§ **TO DO**
Output the listing below as a Markdown table with the columns Row and Listing Line, numbering each row and omitting blank lines. Begin at the first line of the listing and stop after the line that contains "xmin=312 ymin=392 xmax=340 ymax=419".

## BEGIN DATA SUPPLIED

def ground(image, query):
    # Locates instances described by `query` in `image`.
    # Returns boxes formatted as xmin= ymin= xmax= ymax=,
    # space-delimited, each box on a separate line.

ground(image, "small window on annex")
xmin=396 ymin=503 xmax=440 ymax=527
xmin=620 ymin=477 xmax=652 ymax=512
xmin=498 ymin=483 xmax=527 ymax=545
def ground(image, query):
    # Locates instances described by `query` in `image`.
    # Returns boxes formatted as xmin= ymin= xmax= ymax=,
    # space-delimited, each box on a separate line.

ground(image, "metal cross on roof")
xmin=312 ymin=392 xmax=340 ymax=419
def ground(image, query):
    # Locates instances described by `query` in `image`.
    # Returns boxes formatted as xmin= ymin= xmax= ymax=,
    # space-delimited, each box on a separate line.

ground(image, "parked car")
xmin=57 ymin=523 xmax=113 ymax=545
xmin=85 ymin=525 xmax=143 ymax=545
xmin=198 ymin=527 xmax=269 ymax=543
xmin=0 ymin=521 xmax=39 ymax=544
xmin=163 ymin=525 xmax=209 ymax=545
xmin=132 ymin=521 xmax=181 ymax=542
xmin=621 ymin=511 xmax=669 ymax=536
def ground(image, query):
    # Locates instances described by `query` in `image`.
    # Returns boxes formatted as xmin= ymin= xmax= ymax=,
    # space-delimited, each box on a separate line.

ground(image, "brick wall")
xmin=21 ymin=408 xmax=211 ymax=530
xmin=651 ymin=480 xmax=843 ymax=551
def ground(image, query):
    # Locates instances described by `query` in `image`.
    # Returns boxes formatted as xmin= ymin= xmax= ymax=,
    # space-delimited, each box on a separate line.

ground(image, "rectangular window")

## END DATA SUPPLIED

§ **OUTPUT BELOW**
| Row | Listing Line |
|---|---|
| 1 | def ground(image, query): |
| 2 |     # Locates instances described by `query` in `image`. |
| 3 |     # Returns boxes formatted as xmin= ymin= xmax= ymax=, |
| 4 |     # space-delimited, each box on a separate line. |
| 5 | ground(image, "small window on annex") |
| 6 | xmin=396 ymin=503 xmax=440 ymax=527 |
| 7 | xmin=620 ymin=477 xmax=652 ymax=512 |
| 8 | xmin=498 ymin=483 xmax=527 ymax=545 |
| 9 | def ground(image, query): |
| 10 |     # Locates instances described by `query` in `image`. |
| 11 |     # Returns boxes formatted as xmin= ymin= xmax= ymax=, |
| 12 |     # space-delimited, each box on a separate line. |
| 13 | ground(image, "metal cross on roof") |
| 14 | xmin=312 ymin=392 xmax=340 ymax=419 |